* Directive *
Rewrite every line of the records below as a numbered list, dropping any blank lines.

* Given records *
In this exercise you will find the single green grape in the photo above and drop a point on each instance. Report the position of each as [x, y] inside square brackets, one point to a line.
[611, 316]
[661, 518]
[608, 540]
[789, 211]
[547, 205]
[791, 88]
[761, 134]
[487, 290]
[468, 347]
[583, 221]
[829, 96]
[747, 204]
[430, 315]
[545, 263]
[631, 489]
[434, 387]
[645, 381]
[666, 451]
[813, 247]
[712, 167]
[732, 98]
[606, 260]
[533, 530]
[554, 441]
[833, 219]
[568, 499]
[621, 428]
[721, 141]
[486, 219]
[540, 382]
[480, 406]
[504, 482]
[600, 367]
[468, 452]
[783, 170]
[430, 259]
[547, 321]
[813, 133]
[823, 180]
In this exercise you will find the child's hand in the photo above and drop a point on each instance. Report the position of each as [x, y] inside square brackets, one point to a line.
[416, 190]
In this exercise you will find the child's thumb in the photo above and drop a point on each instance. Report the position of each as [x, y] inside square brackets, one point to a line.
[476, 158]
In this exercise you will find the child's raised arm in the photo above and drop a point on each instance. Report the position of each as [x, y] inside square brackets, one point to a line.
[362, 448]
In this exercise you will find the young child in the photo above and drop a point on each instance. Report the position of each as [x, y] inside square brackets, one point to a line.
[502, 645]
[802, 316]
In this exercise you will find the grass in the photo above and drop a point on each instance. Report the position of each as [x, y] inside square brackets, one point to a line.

* Right answer *
1. In this exercise you will find the single green grape in the photo above and drop a point on each instance. Report the position of each as [x, y] inside square brackets, one point to a line.
2. [611, 316]
3. [661, 518]
4. [608, 540]
5. [789, 211]
6. [547, 205]
7. [791, 88]
8. [761, 134]
9. [487, 290]
10. [468, 347]
11. [583, 221]
12. [829, 96]
13. [747, 204]
14. [430, 315]
15. [545, 263]
16. [631, 489]
17. [434, 387]
18. [645, 381]
19. [666, 451]
20. [813, 247]
21. [712, 167]
22. [732, 98]
23. [606, 260]
24. [533, 530]
25. [554, 441]
26. [833, 219]
27. [568, 499]
28. [621, 428]
29. [721, 141]
30. [486, 219]
31. [540, 382]
32. [480, 406]
33. [504, 482]
34. [600, 367]
35. [468, 452]
36. [783, 170]
37. [430, 259]
38. [547, 321]
39. [813, 133]
40. [823, 180]
41. In this exercise you will find the child's hand in the photo above and drop a point on each instance. Report the position of each as [x, y] inside square brackets, one point to a line.
42. [416, 190]
43. In this exercise you will find the child's thumb in the photo above and drop a point on each instance. Report the position of each as [x, y] inside square brackets, one point to a line.
44. [476, 158]
45. In this exercise you will find the child's raised arm in the photo above and drop a point on each instance. Report the position of each as [x, y] inside square brackets, one point to a line.
46. [362, 448]
47. In this exercise you will find the young child in the photo above and drop a point on each instance. Report the position of each as [x, y] inside square brackets, one point to a line.
48. [502, 645]
49. [802, 316]
50. In this exercise you will find the grass in the photo above and drop a point on each instance. Report the position of each as [x, y] inside square brackets, one point to a line.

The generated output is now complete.